Top of Records supplied

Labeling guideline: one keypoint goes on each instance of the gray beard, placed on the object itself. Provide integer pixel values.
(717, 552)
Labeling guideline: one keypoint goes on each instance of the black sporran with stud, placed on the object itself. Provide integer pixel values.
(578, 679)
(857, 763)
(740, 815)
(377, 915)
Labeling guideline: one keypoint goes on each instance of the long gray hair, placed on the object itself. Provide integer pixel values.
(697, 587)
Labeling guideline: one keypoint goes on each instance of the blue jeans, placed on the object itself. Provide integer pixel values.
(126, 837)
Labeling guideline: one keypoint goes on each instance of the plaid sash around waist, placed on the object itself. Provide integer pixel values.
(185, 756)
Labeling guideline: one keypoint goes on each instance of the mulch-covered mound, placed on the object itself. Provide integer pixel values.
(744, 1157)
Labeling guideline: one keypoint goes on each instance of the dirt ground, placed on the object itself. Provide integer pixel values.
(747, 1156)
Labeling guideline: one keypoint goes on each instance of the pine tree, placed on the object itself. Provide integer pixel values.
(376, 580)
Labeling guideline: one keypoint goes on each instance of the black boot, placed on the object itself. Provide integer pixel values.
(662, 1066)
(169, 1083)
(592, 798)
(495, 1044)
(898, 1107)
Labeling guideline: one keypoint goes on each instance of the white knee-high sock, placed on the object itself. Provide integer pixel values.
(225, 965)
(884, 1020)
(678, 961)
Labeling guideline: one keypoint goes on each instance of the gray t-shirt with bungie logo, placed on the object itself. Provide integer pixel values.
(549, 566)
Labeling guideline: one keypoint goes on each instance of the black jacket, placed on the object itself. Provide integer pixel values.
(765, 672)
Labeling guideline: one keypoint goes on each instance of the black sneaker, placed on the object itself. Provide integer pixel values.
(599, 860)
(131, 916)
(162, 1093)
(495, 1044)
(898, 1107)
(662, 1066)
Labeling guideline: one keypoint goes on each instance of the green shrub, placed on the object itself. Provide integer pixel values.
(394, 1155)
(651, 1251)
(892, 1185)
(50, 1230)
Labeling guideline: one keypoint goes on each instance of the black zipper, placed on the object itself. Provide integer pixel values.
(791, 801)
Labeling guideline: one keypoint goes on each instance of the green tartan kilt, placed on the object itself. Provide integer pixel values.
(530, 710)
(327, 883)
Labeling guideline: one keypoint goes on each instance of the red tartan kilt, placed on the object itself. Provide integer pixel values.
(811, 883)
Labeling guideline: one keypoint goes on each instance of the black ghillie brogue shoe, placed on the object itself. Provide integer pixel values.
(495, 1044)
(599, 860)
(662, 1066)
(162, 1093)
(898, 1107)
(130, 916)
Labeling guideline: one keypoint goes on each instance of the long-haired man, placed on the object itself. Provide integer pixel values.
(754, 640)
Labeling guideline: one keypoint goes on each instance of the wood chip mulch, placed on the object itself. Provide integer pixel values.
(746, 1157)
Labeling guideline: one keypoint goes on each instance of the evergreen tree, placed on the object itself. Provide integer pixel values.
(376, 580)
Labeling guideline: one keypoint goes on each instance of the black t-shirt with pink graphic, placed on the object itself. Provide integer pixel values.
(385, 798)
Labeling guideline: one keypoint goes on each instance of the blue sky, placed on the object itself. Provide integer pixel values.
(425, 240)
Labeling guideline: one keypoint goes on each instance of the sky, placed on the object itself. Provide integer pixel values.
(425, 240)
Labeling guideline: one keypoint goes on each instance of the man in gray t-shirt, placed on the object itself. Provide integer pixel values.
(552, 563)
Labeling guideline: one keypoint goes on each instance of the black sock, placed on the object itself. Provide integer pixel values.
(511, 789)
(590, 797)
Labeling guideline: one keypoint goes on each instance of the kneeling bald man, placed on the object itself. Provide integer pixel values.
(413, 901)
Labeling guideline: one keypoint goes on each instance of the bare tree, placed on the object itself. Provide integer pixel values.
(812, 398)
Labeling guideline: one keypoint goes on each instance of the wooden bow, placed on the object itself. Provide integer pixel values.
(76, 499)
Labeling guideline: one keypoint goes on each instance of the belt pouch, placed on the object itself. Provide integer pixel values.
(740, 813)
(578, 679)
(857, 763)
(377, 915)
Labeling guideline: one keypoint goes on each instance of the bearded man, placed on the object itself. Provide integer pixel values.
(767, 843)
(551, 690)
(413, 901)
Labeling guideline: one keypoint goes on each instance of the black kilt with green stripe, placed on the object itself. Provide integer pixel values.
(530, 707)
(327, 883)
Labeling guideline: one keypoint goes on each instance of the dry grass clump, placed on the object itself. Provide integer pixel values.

Bottom of Records supplied

Write out each entry again, word for word.

### Response area
Labeling guideline: one keypoint goes on each instance of the gray beard, placed on the object itself. Provide integer pixel values.
(717, 552)
Labeling guideline: one keypoint goes on each instance of the black sporran with stud, placed on the object itself. Provide integer pixel values.
(578, 679)
(857, 763)
(740, 815)
(377, 915)
Labeling guideline: one keypoint goes on each instance of the long gray hair, placed on the object itself. Provide integer pixel values.
(697, 587)
Labeling guideline: one keypoint goes on each instance of the blue jeans, placed on the object itself. Provide integer pixel values.
(126, 837)
Labeling guideline: one keypoint goes on each instance of the plaid sash around waist, placed on the object itself. Provide integer pixel values.
(185, 756)
Labeling guideline: one keypoint goes on each instance of the mulch-covered mound, placed on the object itself. Provide integer pixel values.
(744, 1157)
Labeling guideline: one keypoint goes on each instance of the dirt ground, placed on the object itself. Provide integer pixel values.
(747, 1156)
Labeling guideline: one keypoint goes on each instance of the pine tree, placed on the object itself. Provide integer pixel values.
(376, 580)
Labeling guideline: one keypoint goes on each instance of the black boot, placed on the object itself. Provide integer pixel values.
(662, 1066)
(169, 1083)
(592, 798)
(495, 1044)
(898, 1107)
Labeling guideline: one keypoint goes on each instance of the white knee-high sock, placed on the object itself. Provide integer pixel values.
(225, 965)
(884, 1020)
(678, 961)
Labeling guideline: one keypoint goes on each instance of the gray t-shirt with bungie logo, placed on the object itself. Provide integer pixel values.
(549, 566)
Labeling guideline: one keypoint goes on each instance of the black jacket, placed on the object itself. Provide integer pixel values.
(765, 672)
Labeling guideline: one keypoint goes on each instance of the black sneaker, placed on the object itself. Provide integer pixel values.
(599, 860)
(131, 916)
(162, 1093)
(495, 1044)
(898, 1107)
(662, 1066)
Labeling guideline: one keypoint goes on each instance of the green shrub, placed on the object itself. Provide integer pixel values.
(394, 1155)
(651, 1251)
(892, 1185)
(50, 1230)
Labeling guideline: one keypoint goes on each instance of the black zipper, placed on the object itself. Provide integer pixel values.
(791, 801)
Labeling guideline: one keypoint goes on each instance of the green tartan kilt, placed on the object itself. Provide integer pixel values.
(530, 710)
(327, 883)
Labeling guideline: one keypoint goes on each instance of the red tartan kilt, placed on the object itself. Provide integer pixel values.
(811, 883)
Labeling guideline: one keypoint goes on each instance of the black ghillie brogue shoe, placed on the object itself. Provide integer pixel values.
(495, 1044)
(599, 860)
(662, 1066)
(162, 1093)
(898, 1107)
(130, 916)
Labeling guideline: one keypoint goes on each instance of the long-haired man, placed on the object itself. Provide integer pixel values.
(754, 640)
Labeling guideline: one keypoint goes on each instance of the wood chip mulch, placed on the object itself. Provide integer pixel values.
(746, 1157)
Labeling guideline: one keypoint goes on each instance of the evergreen tree, placed on the object itself. Provide integer pixel values.
(376, 580)
Labeling guideline: one keypoint goes on each instance of the black t-shirt with pink graphic, placed on the object itself. Provide integer pixel values.
(385, 798)
Labeling guideline: one keypoint goes on each instance of the blue sky, placed on the object itself. Provide integer pixel values.
(425, 240)
Labeling guideline: one keypoint goes on each instance of the sky, placed on the object itself. Provide integer pixel values.
(425, 240)
Labeling guideline: one keypoint goes on each instance of the man in gray t-shirt, placed on the object itself. Provide integer pixel values.
(552, 563)
Labeling guideline: one keypoint goes on each instance of the black sock, placed on the object itself. Provide integer pixel values.
(511, 789)
(590, 797)
Labeling guideline: one keypoint goes on each instance of the kneeling bald man, placed on the object itself. Provide integer pixel values.
(413, 901)
Labeling guideline: one keypoint goes on each instance of the bare tree, placed on the object itself. Provide integer pixel values.
(812, 398)
Labeling guideline: one keypoint goes on each instance of the wooden bow, placed on the object itself. Provide integer pixel values.
(76, 499)
Labeling guideline: one keypoint goes on each instance of the belt pouch, placed on the object itself. Provide integer pixel values.
(740, 813)
(578, 679)
(857, 763)
(377, 915)
Labeling guideline: one keypoint goes on each instance of the bearded man, placed on the object itself. Provide integer pixel values.
(767, 843)
(551, 690)
(413, 901)
Labeling guideline: one keypoint goes on each instance of the black kilt with green stripe, placed on the object itself. Provide integer pixel values.
(530, 707)
(327, 883)
Labeling guideline: one keypoint goes on each instance of the dry grass clump, placed on the object itself. Provide integer pixel values.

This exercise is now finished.